Task instructions:
**A.** In the memory chip manufacturing text, about how many dust particles per cubic foot does a clean, modern hospital have?
**B.** Return the part of the memory chip manufacturing text that opens with the words containing "Align - A reticle" and closes with "on the reticle.".
**C.** Take the memory chip manufacturing text further, picking up after its last sentence.

Selected extract:
····················

Semiconductor memory chips are manufactured in cleanroom environments because the circuitry is so small even tiny bits of dust can damage it. Micron has class 1 and class 10 cleanrooms.
In a class 1 cleanroom, there is no more than 1 particle of dust in a cubic foot of air. In comparison, a clean, modern hospital has about 10,000 dust particles per cubic foot.
The air inside a cleanroom is filtered and recirculated continuously, and employees wear special clothing such as dust-free gowns, caps, and masks to help keep the air particle-free.
Diffusion - A layer of material such as oxide or polysilicon is grown from or deposited onto the wafer. The first material deposited helps create the first layer of the semiconductor "skyscraper."
Coat-Bake - The photo resist, a light sensitive protective layer, is applied. The liquid photo resist is then baked to form a hardened layer that is light sensitive but resistant to chemical attack. This hardened layer acts much like the film in a camera and is used to transfer circuit images to the wafer.
Align - A reticle with the circuit pattern for a given level is aligned over the wafer. Ultraviolet light shines through the clear portions of the reticle exposing the pattern onto the photosensitive resist.
Develop - The photo resist is chemically treated in a develop process that selectively removes the exposed regions of resist and leaves the unexposed regions containing the pattern information on the reticle.
Dry Etch - The wafers are placed in a vacuum chamber, and a mixture of gases are pumped in and excited by electricity. This plasma eats away the material not protected by the remaining resist. When the unprotected material has been removed, the remaining material begins the pattern of the circuitry.

····················

Input data:
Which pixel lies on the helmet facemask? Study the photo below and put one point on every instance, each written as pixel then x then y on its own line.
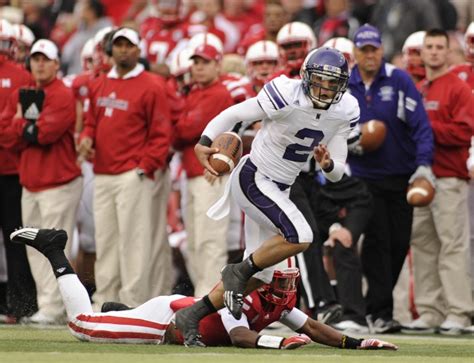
pixel 324 84
pixel 282 288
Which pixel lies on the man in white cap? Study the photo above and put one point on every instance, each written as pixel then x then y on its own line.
pixel 127 131
pixel 51 180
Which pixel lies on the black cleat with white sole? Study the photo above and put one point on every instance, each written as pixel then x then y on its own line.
pixel 44 240
pixel 188 324
pixel 234 288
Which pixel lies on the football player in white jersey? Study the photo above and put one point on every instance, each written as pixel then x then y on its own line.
pixel 313 115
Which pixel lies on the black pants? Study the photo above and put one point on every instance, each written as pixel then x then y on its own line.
pixel 349 203
pixel 21 288
pixel 316 288
pixel 386 243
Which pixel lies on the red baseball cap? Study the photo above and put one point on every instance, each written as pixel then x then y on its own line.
pixel 208 52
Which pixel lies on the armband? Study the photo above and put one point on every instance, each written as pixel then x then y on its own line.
pixel 350 343
pixel 269 341
pixel 206 141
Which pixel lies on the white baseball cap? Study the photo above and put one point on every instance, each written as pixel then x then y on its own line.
pixel 46 47
pixel 129 34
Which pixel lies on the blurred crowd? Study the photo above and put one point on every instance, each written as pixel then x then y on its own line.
pixel 102 103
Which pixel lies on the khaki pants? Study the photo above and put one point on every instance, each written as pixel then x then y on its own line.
pixel 123 235
pixel 52 208
pixel 160 254
pixel 207 238
pixel 440 248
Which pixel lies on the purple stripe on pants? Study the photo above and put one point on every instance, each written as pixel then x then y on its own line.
pixel 263 203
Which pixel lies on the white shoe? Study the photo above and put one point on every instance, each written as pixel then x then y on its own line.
pixel 350 326
pixel 450 327
pixel 41 319
pixel 418 326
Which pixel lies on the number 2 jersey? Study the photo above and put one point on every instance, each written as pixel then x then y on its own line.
pixel 292 127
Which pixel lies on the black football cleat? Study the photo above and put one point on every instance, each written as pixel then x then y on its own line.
pixel 234 287
pixel 44 240
pixel 113 306
pixel 188 324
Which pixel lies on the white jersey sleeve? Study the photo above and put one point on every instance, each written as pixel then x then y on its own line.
pixel 230 322
pixel 246 112
pixel 294 319
pixel 275 97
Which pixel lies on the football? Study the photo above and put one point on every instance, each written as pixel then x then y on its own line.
pixel 420 193
pixel 230 151
pixel 372 135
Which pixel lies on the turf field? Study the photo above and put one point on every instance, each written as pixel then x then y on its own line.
pixel 31 345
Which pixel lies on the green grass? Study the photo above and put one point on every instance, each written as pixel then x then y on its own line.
pixel 31 345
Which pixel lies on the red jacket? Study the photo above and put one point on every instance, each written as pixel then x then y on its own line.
pixel 465 72
pixel 11 77
pixel 448 102
pixel 51 162
pixel 202 105
pixel 129 121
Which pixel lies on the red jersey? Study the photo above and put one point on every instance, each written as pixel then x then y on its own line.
pixel 51 162
pixel 239 87
pixel 466 73
pixel 160 41
pixel 258 316
pixel 202 105
pixel 129 121
pixel 448 102
pixel 12 77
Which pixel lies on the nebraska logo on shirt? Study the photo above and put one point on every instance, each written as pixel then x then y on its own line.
pixel 431 105
pixel 5 82
pixel 111 102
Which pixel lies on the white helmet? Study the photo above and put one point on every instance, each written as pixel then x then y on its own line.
pixel 264 50
pixel 7 37
pixel 86 54
pixel 469 40
pixel 205 38
pixel 411 54
pixel 23 34
pixel 295 32
pixel 345 46
pixel 181 62
pixel 414 40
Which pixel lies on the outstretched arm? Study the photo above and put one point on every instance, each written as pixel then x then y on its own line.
pixel 324 334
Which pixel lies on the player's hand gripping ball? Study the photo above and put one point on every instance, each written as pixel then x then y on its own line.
pixel 372 135
pixel 230 152
pixel 420 193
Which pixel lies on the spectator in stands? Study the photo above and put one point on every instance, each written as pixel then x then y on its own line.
pixel 51 180
pixel 387 94
pixel 274 18
pixel 440 238
pixel 20 294
pixel 207 246
pixel 127 132
pixel 92 19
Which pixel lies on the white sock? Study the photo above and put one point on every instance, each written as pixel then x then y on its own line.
pixel 75 296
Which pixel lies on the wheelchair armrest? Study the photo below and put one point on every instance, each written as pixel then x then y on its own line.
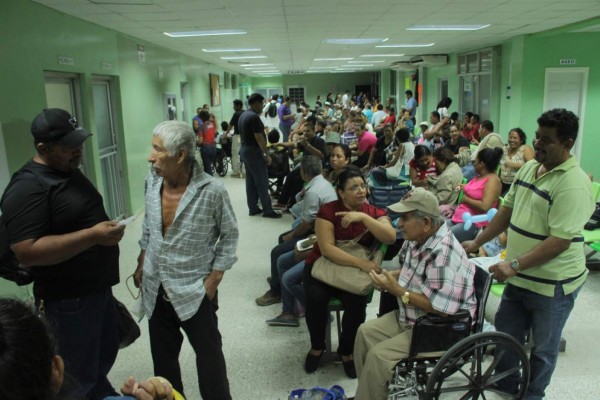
pixel 434 333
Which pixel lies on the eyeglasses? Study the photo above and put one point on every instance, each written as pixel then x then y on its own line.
pixel 357 187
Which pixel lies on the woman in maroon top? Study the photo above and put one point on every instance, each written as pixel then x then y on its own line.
pixel 344 219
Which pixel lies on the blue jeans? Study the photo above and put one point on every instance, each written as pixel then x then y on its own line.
pixel 521 310
pixel 86 330
pixel 290 272
pixel 276 252
pixel 257 179
pixel 285 131
pixel 208 153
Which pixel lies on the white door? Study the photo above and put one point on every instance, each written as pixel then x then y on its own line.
pixel 567 88
pixel 108 148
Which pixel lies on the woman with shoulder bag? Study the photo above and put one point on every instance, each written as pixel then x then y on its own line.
pixel 343 220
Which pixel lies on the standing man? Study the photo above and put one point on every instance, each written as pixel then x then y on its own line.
pixel 411 103
pixel 544 211
pixel 189 239
pixel 286 118
pixel 233 131
pixel 57 225
pixel 197 121
pixel 255 157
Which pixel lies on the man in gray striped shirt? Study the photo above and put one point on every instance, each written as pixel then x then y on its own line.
pixel 189 239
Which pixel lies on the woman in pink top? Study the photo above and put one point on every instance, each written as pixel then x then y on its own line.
pixel 480 194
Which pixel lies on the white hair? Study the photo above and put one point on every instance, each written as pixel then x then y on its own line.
pixel 177 135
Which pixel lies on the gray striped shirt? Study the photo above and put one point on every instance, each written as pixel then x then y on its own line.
pixel 203 237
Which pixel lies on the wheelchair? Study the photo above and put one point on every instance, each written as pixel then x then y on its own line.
pixel 223 157
pixel 451 358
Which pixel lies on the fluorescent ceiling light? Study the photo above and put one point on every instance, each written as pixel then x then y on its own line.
pixel 242 57
pixel 355 41
pixel 228 50
pixel 405 45
pixel 446 27
pixel 334 59
pixel 207 33
pixel 382 55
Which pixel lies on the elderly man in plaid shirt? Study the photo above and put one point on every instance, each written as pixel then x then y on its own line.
pixel 189 239
pixel 436 277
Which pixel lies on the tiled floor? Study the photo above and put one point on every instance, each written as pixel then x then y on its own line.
pixel 265 363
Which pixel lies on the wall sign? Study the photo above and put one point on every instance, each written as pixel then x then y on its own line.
pixel 568 61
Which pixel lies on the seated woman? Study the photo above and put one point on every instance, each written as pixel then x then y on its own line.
pixel 344 219
pixel 339 157
pixel 480 194
pixel 31 369
pixel 516 154
pixel 457 143
pixel 444 186
pixel 422 166
pixel 384 150
pixel 396 170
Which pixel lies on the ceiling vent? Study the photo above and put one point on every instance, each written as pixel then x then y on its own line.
pixel 429 60
pixel 402 66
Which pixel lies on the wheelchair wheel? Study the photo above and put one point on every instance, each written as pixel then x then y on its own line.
pixel 467 370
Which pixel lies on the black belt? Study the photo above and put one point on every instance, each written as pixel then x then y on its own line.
pixel 550 281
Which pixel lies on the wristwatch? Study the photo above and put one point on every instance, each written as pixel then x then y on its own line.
pixel 405 297
pixel 514 264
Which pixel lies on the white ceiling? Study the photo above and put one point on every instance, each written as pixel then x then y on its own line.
pixel 290 32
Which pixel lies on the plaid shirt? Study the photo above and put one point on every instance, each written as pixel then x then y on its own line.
pixel 202 238
pixel 440 270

····················

Answers in order:
**A.** About 10,000.

**B.**
Align - A reticle with the circuit pattern for a given level is aligned over the wafer. Ultraviolet light shines through the clear portions of the reticle exposing the pattern onto the photosensitive resist.
Develop - The photo resist is chemically treated in a develop process that selectively removes the exposed regions of resist and leaves the unexposed regions containing the pattern information on the reticle.

**C.**
Wet Etch and Clean - The remaining resist is removed in wet etch to reveal the patterned oxide layer. Then the wafer is cleaned. The process is repeated up to 18 times to create the various layers necessary for each part's circuitry.
In this sterile environment, the wafers are exposed to a multiple-step photolithography process that is repeated once for each mask required by the circuit. Each mask defines different parts of a transistor, capacitor, resistor, or connector composing the complete integrated circuit and defines the circuitry pattern for each layer on which the device is fabricated.
At the beginning of the production process, the bare silicon wafer is covered with a thin glass layer followed by a nitride layer. The glass layer is formed by exposing the silicon wafer to oxygen at temperatures of 900 degrees C or higher for an hour or more, depending on how thick a layer is required. Glass (silicon dioxide) is formed in the silicon material by exposing it to oxygen. At high temperatures, this chemical reaction (called oxidation) occurs at a much faster rate.